(Extracted data entries)
________________________
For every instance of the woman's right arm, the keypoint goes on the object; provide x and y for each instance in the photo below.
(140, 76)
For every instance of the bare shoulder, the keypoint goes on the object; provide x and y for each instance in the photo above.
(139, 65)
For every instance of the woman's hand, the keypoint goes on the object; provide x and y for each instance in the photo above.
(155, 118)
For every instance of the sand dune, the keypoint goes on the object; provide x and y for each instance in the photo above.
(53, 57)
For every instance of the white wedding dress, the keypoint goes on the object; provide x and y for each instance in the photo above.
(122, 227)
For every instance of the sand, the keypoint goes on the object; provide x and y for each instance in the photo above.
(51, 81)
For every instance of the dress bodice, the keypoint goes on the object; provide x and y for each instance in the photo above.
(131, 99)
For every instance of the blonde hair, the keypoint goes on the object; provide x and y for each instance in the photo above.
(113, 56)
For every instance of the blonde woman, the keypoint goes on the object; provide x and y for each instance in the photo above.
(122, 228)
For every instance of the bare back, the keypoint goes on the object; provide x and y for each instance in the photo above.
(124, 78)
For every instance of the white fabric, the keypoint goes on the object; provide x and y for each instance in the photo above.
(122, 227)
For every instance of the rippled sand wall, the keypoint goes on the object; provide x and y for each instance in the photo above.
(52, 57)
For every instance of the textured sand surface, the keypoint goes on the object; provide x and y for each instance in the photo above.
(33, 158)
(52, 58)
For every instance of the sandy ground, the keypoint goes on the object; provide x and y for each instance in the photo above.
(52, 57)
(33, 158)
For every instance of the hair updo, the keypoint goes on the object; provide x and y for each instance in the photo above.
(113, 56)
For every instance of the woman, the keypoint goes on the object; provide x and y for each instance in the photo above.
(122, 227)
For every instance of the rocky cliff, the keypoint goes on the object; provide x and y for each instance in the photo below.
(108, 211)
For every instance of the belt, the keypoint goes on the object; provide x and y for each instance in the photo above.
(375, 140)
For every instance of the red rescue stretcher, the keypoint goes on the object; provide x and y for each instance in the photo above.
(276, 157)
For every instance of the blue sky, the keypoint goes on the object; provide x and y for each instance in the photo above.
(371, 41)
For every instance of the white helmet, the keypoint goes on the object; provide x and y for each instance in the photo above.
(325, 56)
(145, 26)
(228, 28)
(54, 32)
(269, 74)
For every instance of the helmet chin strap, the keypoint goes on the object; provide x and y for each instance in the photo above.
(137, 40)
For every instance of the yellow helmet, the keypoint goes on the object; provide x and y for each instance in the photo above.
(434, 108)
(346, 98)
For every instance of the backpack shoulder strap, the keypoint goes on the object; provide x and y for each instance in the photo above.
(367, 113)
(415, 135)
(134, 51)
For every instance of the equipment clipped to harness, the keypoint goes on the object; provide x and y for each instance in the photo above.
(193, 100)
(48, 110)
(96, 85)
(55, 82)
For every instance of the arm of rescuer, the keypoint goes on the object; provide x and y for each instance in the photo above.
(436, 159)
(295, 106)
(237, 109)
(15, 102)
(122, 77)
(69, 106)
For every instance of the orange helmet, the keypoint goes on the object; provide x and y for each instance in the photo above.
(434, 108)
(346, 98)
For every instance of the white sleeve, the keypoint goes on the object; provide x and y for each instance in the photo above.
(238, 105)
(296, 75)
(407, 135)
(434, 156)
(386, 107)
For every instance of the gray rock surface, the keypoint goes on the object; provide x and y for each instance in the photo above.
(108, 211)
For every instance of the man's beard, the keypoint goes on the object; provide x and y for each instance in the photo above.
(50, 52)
________________________
## AIM
Using the records above, please retype only the run of lines from the line holding "For every instance of the arm" through the last line, both ends included.

## THE RESPONSE
For every instance of the arm of rescuer, the keypoint goes on the object; provide x and y for each instance in the photo above.
(436, 159)
(295, 106)
(237, 109)
(15, 102)
(122, 77)
(69, 106)
For every instance of the orange helmet, the keypoint goes on the object; provide x and y for each instance in the photo above.
(434, 108)
(346, 98)
For every instance of the white sleeve, the keypoint goes on the object; provide x and y for each instance in the photo above.
(238, 105)
(296, 75)
(407, 135)
(434, 156)
(386, 107)
For every instance of the gray rock surface, the keypoint goes on the object; provide x and y for each instance in the photo above.
(108, 211)
For every instance of the man's beard, the keypoint goes on the object; provide x and y for each instance in the photo above.
(50, 52)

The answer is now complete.